TASK REQUIREMENTS
Reproduce the rows from the start up to and including the line that contains "point(250, 216)", swapping every "pointer" for "locator" and leaving everything else unchanged.

RECORDS PROVIDED
::::

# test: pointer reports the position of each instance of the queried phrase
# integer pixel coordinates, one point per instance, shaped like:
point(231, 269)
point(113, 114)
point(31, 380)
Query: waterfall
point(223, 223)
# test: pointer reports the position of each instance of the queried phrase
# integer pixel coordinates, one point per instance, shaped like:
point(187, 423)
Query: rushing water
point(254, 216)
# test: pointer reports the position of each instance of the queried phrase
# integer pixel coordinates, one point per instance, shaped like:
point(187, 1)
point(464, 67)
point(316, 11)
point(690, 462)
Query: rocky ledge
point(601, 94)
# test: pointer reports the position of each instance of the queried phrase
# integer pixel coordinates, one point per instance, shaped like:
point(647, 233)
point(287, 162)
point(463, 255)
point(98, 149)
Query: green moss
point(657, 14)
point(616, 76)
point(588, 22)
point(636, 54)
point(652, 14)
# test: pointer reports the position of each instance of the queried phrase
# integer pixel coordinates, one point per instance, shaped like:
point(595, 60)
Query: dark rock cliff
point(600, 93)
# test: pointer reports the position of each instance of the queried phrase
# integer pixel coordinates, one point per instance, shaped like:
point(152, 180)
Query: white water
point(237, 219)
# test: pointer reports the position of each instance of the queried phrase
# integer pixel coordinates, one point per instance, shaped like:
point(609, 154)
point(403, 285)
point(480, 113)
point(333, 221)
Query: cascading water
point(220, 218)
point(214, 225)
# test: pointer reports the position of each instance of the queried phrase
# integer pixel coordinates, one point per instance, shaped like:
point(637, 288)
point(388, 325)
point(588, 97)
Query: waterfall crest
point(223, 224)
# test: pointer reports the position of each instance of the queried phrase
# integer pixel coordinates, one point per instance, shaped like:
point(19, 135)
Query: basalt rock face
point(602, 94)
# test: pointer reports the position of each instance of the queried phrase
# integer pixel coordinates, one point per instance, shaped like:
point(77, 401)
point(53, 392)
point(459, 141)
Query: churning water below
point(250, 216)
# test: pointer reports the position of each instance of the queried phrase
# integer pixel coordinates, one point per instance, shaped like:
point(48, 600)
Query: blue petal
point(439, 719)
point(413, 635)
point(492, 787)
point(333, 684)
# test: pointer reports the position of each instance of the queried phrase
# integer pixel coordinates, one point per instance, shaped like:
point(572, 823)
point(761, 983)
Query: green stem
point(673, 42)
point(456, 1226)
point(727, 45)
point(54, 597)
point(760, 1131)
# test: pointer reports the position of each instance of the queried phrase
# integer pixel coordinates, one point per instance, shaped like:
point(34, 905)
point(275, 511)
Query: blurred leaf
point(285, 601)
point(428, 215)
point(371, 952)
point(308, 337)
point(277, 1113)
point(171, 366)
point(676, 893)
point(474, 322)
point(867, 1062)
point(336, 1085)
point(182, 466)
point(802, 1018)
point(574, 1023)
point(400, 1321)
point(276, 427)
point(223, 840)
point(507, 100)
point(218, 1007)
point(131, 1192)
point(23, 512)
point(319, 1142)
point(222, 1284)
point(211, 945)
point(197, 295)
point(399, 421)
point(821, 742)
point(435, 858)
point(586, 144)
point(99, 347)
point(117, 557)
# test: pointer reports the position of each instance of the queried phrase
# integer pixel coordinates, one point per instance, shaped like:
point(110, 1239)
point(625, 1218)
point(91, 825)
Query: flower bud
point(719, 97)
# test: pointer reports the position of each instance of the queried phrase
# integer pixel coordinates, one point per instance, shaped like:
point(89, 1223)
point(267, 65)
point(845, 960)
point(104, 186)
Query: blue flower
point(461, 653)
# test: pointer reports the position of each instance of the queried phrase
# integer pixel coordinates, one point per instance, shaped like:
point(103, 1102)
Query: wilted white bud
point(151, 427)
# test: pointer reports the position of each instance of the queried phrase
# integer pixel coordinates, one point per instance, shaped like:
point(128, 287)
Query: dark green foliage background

::::

WRITTEN ANSWER
# test: locator reports the position of each instance of the queried phrase
# integer pixel coordinates, one point per instance, shaped like:
point(231, 269)
point(113, 114)
point(31, 380)
Query: waterfall
point(223, 223)
# test: locator reports the position of each instance of the queried phrase
# integer pixel coordinates, one point per instance, shaped like:
point(187, 423)
Query: rushing water
point(254, 216)
# test: locator reports the position of each instance of the queried phrase
# integer pixel coordinates, one point per instance, shaped like:
point(187, 1)
point(464, 67)
point(316, 11)
point(690, 462)
Query: rocky ledge
point(601, 94)
# test: locator reports the position of each instance of the queried phrase
# integer pixel coordinates, one point per instance, shaped like:
point(647, 233)
point(287, 162)
point(463, 255)
point(98, 149)
Query: green moss
point(657, 14)
point(616, 76)
point(588, 22)
point(636, 54)
point(652, 14)
# test: locator reports the position of each instance of the queried phrase
# integer pixel coordinates, one point per instance, shaped like:
point(595, 60)
Query: dark rock cliff
point(600, 93)
# test: locator reports the position of each instance of the queried phrase
# integer pixel coordinates, one point per instance, shaped like:
point(152, 180)
Query: white water
point(237, 219)
# test: locator reports the position of each instance of the queried phrase
# integer pixel coordinates, one point per instance, shaped like:
point(609, 154)
point(403, 285)
point(480, 113)
point(333, 221)
Query: cascading water
point(220, 218)
point(214, 225)
# test: locator reports the position of each instance of the queried phrase
# integer pixel coordinates, one point per instance, shaped like:
point(637, 288)
point(388, 325)
point(588, 97)
Query: waterfall crest
point(223, 224)
# test: locator reports the position of each instance of the queried phrase
# integer pixel coordinates, one point per instance, shaped like:
point(19, 135)
Query: basalt rock face
point(602, 94)
# test: locator reports the position of each instance of the queried phrase
# integer pixel coordinates, one point per instance, shaped like:
point(77, 401)
point(53, 392)
point(459, 141)
Query: churning water below
point(250, 216)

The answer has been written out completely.